▶ [Work to be completed]
The entries below contain pictures. Retype everything except those pictures, exactly as given.

+++

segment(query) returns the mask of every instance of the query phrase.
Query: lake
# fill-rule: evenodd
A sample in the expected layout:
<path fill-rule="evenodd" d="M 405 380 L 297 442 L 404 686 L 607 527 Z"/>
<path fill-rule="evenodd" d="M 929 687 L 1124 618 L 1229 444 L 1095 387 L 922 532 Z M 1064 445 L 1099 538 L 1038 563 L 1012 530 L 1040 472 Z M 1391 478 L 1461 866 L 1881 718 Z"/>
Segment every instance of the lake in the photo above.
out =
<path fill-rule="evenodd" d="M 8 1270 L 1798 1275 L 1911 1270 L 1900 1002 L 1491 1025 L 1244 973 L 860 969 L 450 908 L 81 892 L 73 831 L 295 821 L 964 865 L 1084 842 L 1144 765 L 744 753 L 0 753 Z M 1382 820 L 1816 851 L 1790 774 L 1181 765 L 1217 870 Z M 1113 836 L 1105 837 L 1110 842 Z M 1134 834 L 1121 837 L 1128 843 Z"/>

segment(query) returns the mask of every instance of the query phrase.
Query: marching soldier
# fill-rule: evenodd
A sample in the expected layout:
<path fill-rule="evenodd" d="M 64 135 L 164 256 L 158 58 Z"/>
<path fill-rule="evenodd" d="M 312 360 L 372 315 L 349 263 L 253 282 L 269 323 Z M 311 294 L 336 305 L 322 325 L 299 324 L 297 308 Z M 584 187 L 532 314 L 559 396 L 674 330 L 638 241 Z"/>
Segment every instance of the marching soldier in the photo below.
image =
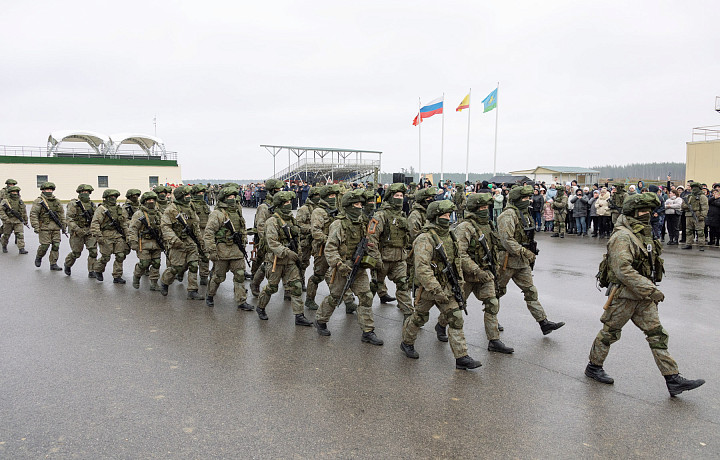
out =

+++

▶ [Output for this exercise]
segment(query) returns the mask of every instance of the query phrase.
Query: lake
# fill-rule: evenodd
A sample in the expected layout:
<path fill-rule="evenodd" d="M 405 380 L 297 442 L 404 686 L 607 527 Z"/>
<path fill-rule="evenodd" d="M 929 687 L 1124 618 L 1229 444 L 1095 387 L 922 532 Z M 1064 445 L 1099 538 L 1038 563 L 1012 530 L 1040 472 Z M 1391 478 L 1461 866 L 1881 718 Z"/>
Segment every instance of the lake in the photo above.
out =
<path fill-rule="evenodd" d="M 8 1270 L 1798 1275 L 1911 1270 L 1900 1002 L 1491 1025 L 1244 973 L 860 969 L 450 908 L 81 892 L 73 831 L 295 821 L 964 865 L 1084 842 L 1144 765 L 744 753 L 0 753 Z M 1382 820 L 1816 851 L 1790 774 L 1181 765 L 1217 870 Z M 1113 836 L 1105 837 L 1110 842 Z M 1134 834 L 1121 837 L 1128 843 Z"/>

segment(query) returns the mask of every instance of the query phrase.
Query: marching soldier
# fill-rule: evenodd
A sample in the expected layout:
<path fill-rule="evenodd" d="M 64 135 L 164 256 L 158 58 Z"/>
<path fill-rule="evenodd" d="M 312 360 L 372 315 L 349 263 L 253 282 L 269 323 Z M 311 294 L 336 305 L 322 325 L 299 324 L 297 308 Z M 584 187 L 532 314 L 559 396 L 674 330 L 638 241 Z"/>
Segment every instance of the marching soldier in the photo below.
image =
out =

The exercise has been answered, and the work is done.